* Brief
Could you copy the data word for word, starting with its first line and going on through the line with "(802, 206), (1045, 673)"?

(Region annotation data)
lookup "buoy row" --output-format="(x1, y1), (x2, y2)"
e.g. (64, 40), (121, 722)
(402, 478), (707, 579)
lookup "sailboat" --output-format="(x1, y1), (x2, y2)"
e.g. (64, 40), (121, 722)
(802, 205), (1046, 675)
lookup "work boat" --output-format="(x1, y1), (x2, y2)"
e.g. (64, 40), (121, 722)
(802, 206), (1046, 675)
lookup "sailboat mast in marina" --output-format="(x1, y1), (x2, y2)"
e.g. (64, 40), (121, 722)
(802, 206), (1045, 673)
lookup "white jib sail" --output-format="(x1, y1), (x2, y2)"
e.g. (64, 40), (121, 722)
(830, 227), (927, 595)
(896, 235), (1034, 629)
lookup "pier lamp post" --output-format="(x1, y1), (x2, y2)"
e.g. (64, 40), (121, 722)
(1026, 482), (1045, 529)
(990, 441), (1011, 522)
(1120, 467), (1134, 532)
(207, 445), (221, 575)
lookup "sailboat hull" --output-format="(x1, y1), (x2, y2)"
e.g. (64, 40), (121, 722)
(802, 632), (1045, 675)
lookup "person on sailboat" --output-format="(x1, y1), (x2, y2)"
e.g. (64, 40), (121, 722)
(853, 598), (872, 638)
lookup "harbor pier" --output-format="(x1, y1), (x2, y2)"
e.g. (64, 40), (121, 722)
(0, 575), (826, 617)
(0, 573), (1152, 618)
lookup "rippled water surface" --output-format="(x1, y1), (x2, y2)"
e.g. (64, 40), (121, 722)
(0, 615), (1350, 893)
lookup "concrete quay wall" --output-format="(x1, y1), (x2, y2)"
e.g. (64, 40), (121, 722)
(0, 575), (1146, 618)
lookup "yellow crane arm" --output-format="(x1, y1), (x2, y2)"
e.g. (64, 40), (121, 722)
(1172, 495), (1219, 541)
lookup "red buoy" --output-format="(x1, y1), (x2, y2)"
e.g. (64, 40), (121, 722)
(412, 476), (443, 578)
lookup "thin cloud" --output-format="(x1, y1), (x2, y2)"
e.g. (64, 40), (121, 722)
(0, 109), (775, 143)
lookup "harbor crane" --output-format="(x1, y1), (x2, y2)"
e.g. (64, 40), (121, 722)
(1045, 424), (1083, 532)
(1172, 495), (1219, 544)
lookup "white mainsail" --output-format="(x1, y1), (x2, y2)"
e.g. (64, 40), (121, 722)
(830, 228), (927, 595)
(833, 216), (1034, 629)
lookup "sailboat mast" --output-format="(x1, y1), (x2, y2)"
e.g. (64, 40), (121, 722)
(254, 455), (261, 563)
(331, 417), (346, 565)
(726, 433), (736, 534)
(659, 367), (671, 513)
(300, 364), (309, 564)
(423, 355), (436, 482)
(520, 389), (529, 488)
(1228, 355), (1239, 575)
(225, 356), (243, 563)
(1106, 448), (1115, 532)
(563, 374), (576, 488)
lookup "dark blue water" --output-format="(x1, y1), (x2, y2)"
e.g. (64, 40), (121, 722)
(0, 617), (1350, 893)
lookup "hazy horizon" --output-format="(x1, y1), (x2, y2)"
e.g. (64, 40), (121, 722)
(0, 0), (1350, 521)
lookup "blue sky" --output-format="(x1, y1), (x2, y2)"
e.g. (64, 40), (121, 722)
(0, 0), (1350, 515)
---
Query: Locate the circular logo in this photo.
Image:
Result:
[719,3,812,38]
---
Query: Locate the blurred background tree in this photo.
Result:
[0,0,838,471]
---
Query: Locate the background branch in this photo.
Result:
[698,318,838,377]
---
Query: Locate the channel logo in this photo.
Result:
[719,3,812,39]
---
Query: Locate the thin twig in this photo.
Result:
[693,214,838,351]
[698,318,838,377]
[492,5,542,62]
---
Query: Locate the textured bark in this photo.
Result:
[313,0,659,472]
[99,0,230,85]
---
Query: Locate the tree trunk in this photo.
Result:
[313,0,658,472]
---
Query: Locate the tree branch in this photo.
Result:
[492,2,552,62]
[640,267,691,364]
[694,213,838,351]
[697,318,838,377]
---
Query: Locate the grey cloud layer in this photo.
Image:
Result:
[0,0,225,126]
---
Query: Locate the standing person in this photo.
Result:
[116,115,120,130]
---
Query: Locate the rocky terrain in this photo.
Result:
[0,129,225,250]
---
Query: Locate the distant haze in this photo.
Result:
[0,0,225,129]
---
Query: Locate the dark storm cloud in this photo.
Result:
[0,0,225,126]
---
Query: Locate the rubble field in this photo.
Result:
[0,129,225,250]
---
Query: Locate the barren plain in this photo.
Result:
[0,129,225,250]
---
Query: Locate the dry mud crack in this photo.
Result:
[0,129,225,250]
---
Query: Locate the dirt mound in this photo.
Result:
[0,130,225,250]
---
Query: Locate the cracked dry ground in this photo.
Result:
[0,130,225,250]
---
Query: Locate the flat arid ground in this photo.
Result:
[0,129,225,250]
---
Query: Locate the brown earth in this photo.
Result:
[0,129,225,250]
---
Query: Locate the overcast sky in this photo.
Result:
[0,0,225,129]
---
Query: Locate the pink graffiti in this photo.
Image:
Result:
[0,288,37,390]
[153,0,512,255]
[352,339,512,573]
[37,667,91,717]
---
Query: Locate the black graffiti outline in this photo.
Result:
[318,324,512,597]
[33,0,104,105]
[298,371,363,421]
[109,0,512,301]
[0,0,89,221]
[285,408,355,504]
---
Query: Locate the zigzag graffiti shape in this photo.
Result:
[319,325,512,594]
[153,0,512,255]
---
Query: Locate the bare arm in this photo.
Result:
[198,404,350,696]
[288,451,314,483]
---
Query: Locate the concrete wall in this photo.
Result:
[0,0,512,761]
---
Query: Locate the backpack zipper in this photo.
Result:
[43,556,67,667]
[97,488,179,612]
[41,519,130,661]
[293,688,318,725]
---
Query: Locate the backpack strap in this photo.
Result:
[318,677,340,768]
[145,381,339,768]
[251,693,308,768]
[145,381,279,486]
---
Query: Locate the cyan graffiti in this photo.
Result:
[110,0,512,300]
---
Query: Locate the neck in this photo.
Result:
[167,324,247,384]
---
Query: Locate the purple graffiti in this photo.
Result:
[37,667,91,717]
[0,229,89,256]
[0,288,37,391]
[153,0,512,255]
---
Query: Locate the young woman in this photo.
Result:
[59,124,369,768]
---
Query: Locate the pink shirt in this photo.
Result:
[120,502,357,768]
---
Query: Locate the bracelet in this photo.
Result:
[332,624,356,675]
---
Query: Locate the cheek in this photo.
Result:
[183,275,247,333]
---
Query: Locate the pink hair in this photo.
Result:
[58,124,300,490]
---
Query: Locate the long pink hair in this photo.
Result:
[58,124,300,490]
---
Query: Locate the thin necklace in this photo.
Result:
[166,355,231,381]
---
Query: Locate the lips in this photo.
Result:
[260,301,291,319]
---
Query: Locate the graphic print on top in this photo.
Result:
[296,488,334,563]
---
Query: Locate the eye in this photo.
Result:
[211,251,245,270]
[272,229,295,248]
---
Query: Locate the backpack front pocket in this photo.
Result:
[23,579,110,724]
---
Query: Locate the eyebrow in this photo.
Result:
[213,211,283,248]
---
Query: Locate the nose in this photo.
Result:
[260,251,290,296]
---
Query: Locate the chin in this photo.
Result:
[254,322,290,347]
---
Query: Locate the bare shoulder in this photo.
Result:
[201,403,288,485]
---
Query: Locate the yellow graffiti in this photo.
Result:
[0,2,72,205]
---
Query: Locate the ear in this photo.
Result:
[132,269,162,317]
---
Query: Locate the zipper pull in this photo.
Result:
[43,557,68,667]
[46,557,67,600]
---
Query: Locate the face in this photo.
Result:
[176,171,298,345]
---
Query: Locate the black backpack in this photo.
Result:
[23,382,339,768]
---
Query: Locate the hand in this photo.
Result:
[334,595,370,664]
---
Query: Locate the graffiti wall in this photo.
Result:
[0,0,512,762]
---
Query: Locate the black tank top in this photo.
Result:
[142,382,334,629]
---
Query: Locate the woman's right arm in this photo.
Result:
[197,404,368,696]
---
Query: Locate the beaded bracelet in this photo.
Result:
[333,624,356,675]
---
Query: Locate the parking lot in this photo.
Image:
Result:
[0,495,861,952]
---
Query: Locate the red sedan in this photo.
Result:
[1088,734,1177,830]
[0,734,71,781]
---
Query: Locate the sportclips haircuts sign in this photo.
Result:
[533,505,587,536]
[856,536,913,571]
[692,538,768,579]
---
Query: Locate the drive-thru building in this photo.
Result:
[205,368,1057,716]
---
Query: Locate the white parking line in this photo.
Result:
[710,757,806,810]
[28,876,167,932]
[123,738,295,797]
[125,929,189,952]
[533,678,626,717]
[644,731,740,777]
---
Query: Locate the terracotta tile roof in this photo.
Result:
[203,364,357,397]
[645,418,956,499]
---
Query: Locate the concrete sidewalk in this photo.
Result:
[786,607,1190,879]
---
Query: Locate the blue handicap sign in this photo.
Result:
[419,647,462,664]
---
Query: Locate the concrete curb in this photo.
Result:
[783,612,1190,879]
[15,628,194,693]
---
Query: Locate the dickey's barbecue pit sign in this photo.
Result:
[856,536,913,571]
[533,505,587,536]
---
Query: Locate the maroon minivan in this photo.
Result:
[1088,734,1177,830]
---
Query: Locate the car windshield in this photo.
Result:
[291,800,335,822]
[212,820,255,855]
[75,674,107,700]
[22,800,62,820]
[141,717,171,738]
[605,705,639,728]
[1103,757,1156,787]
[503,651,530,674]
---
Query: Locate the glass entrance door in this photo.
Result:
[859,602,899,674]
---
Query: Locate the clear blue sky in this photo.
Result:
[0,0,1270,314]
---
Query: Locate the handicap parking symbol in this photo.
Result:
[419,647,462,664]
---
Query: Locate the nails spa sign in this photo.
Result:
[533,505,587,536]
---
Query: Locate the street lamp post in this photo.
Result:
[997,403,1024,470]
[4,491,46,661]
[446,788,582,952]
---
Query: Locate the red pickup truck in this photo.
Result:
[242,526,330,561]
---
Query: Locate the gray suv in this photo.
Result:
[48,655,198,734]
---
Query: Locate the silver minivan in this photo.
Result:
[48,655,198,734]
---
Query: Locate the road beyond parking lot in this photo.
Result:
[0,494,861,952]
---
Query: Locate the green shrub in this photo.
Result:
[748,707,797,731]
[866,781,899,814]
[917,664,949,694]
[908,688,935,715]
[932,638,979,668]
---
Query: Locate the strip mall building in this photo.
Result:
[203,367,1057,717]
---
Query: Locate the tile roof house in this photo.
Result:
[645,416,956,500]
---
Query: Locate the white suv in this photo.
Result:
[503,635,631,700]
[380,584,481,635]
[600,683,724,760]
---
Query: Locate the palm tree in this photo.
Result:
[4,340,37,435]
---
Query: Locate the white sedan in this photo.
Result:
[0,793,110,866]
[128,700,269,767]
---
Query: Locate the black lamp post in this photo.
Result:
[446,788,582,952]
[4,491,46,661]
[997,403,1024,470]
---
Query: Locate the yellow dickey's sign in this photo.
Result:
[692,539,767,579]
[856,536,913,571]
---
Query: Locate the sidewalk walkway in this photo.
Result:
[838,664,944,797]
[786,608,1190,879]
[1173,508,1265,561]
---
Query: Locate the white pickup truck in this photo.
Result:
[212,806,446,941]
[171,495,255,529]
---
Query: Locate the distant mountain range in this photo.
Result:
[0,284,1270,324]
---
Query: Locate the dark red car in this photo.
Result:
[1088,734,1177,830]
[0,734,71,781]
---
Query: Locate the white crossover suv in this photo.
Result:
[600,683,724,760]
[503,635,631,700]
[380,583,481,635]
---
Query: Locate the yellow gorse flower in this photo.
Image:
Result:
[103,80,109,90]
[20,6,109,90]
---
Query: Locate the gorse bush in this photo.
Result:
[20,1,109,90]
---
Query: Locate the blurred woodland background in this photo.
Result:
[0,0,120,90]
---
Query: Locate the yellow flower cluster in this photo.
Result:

* Answer in full
lookup "buoy row" --output-format="(x1, y1), (x2, y2)"
e.g. (64, 40), (121, 722)
(402, 478), (707, 579)
lookup "sailboat" --output-format="(x1, y1), (x2, y2)"
e.g. (64, 40), (121, 722)
(802, 205), (1046, 675)
lookup "work boat" --output-format="(x1, y1), (x2, y2)"
e.g. (64, 40), (121, 722)
(802, 206), (1046, 675)
lookup "sailboat mast in marina" --output-format="(x1, y1), (x2, y2)"
e.g. (64, 40), (121, 722)
(802, 206), (1045, 673)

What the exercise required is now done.